*** Opening GIVEN ENTRIES ***

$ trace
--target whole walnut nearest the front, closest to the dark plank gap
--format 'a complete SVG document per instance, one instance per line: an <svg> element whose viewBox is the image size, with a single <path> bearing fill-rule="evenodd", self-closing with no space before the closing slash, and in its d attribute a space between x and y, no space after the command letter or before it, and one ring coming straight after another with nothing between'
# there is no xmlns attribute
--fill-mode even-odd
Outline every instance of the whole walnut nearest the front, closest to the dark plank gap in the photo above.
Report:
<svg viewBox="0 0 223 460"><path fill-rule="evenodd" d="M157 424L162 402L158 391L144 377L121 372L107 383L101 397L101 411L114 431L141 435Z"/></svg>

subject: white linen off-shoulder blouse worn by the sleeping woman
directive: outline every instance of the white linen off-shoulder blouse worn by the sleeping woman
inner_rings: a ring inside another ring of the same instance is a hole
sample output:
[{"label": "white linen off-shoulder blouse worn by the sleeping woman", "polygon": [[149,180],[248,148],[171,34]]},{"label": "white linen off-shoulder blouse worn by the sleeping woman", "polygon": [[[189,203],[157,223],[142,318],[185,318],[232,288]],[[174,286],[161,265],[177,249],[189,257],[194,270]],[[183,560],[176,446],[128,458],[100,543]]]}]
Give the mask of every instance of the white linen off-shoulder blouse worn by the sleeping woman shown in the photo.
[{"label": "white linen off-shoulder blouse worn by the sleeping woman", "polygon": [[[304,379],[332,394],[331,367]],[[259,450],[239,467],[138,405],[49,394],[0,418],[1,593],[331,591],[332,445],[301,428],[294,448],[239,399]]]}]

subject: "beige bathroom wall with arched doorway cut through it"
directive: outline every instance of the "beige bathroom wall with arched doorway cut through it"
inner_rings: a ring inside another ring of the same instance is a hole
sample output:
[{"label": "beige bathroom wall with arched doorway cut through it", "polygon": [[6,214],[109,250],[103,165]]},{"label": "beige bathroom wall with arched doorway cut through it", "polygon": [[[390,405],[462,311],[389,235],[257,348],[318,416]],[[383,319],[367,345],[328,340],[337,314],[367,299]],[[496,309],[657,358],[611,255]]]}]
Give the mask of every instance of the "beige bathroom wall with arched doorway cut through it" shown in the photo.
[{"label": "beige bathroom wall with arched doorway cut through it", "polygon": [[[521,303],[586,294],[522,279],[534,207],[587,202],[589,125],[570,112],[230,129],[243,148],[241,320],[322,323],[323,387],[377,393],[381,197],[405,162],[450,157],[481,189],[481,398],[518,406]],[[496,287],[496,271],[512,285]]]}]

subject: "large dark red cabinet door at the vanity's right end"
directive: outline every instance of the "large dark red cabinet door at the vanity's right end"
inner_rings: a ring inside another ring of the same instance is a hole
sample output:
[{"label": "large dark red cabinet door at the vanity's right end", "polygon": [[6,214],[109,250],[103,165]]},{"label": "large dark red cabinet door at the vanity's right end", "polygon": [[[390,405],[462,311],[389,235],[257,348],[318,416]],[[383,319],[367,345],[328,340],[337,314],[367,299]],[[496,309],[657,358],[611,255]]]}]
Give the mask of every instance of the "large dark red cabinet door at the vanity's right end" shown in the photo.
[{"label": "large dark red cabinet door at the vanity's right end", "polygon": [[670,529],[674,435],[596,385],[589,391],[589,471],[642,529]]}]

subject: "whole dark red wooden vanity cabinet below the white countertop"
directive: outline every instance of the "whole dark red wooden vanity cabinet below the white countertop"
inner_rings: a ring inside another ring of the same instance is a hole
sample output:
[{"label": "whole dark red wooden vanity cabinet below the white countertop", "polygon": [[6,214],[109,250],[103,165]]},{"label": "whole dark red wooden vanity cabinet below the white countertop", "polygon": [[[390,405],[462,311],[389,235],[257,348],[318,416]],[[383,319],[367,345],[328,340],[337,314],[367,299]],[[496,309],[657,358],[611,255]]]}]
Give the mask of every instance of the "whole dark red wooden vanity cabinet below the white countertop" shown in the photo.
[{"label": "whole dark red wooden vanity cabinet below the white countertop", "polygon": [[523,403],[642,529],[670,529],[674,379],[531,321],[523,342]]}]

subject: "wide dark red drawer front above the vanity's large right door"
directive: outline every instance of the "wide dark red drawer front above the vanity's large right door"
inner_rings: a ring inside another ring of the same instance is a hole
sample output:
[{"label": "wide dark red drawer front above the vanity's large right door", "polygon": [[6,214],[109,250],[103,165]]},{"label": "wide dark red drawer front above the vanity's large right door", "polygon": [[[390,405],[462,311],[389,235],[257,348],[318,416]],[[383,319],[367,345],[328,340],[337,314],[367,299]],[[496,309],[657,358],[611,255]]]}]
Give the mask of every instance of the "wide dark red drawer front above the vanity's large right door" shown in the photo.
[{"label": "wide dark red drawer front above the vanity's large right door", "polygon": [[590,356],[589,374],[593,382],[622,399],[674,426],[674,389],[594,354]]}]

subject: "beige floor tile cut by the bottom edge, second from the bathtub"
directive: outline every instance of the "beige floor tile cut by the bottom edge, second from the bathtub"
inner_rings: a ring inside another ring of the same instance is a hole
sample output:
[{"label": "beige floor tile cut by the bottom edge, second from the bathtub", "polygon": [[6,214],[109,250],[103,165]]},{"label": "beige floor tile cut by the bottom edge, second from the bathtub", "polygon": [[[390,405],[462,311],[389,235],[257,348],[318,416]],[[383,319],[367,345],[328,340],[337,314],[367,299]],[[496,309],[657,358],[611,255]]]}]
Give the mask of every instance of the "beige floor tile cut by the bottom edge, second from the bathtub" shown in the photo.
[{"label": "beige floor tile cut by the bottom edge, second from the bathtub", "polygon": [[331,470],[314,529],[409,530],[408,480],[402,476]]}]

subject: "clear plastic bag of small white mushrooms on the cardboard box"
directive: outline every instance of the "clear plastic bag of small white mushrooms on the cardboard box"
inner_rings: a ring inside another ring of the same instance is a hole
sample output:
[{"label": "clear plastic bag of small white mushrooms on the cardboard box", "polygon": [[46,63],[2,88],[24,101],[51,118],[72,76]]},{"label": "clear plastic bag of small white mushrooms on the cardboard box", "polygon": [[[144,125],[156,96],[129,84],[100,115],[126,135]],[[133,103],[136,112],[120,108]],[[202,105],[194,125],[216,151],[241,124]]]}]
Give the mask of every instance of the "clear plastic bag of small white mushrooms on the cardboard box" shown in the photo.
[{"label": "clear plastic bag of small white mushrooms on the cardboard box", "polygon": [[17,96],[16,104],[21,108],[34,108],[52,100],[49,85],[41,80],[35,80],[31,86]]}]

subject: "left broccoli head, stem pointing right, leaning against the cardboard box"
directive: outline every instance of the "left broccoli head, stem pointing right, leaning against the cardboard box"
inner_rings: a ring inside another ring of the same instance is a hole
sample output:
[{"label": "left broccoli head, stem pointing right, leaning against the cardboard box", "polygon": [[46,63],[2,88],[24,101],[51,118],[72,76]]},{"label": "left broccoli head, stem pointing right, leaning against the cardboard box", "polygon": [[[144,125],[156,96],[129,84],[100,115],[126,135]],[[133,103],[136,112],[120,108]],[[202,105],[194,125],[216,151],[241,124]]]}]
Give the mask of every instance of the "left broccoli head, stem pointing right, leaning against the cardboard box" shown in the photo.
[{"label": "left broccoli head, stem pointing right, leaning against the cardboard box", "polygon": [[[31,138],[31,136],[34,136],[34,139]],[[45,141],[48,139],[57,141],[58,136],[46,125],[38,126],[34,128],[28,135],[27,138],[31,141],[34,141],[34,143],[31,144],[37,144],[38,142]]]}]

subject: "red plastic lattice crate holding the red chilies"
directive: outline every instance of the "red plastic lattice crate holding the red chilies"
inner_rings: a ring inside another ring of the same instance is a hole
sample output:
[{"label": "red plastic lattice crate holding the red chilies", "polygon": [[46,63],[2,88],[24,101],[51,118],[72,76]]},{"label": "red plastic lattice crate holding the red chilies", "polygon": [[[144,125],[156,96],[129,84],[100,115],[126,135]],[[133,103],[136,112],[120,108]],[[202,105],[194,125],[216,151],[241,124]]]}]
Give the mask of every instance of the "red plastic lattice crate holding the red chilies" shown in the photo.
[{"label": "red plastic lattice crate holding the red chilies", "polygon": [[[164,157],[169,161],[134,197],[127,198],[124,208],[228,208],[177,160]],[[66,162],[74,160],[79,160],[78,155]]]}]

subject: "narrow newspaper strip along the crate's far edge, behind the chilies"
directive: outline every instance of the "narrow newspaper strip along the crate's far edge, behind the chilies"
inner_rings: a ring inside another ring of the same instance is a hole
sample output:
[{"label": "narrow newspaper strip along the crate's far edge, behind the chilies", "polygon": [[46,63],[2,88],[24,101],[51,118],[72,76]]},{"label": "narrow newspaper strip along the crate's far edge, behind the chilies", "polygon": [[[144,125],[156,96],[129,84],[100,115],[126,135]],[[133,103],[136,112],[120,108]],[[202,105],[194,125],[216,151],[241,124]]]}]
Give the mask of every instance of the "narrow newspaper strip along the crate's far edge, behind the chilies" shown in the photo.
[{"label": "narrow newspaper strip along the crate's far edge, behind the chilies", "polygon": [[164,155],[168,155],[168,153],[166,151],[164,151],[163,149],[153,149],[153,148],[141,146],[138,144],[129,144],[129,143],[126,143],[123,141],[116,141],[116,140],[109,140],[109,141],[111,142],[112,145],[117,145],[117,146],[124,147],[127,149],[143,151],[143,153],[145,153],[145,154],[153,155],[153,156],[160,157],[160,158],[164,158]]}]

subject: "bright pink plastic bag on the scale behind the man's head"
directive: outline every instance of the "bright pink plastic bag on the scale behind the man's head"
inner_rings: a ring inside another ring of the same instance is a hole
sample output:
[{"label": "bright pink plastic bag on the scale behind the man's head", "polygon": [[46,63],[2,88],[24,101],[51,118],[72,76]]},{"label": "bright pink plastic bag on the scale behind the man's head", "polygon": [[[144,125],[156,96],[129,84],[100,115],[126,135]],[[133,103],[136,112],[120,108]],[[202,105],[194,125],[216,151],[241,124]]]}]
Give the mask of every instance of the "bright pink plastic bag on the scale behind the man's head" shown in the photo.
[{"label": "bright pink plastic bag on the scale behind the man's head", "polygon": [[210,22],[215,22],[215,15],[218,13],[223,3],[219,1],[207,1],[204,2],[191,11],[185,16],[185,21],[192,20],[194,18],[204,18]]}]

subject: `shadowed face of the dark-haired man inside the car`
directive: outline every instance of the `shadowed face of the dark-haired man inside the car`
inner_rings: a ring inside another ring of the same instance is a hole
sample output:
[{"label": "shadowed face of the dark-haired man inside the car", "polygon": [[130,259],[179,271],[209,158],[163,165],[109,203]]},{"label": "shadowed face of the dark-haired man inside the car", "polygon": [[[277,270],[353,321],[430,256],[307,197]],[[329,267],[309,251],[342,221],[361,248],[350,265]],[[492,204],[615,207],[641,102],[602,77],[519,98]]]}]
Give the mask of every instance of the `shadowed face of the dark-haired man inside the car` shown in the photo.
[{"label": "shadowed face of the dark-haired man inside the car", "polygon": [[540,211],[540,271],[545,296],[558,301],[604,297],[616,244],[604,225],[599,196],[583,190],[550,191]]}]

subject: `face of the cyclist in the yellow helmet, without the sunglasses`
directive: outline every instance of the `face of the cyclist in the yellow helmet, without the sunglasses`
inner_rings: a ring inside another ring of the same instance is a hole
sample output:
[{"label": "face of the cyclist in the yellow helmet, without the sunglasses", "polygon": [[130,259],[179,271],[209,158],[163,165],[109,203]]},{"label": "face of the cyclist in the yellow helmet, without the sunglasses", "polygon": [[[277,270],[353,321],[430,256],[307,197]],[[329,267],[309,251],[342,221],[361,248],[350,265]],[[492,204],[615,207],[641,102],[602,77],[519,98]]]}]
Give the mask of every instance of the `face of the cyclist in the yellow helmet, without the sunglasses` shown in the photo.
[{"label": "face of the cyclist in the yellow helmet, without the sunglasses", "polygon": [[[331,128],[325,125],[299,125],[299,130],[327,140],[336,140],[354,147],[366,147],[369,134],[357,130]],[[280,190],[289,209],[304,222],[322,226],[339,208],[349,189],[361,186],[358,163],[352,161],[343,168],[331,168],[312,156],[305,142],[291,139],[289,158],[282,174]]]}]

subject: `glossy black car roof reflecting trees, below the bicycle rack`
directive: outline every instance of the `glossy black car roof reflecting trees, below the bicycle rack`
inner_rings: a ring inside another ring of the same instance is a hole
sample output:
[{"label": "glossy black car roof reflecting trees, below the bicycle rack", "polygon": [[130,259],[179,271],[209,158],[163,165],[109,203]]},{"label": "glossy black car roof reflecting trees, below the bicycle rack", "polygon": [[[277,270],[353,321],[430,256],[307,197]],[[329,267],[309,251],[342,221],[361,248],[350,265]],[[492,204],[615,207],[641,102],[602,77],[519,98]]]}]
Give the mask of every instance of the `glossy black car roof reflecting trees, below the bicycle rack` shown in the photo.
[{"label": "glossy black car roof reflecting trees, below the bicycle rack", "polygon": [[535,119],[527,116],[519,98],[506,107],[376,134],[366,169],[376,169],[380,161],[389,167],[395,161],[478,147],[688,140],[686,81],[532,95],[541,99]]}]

*** Closing GIVEN ENTRIES ***

EXERCISE PROMPT ▸ Within the records, on how many lines does the word "walnut" appear? Provide the number alone.

RESPONSE TO THIS EXERCISE ▸ 2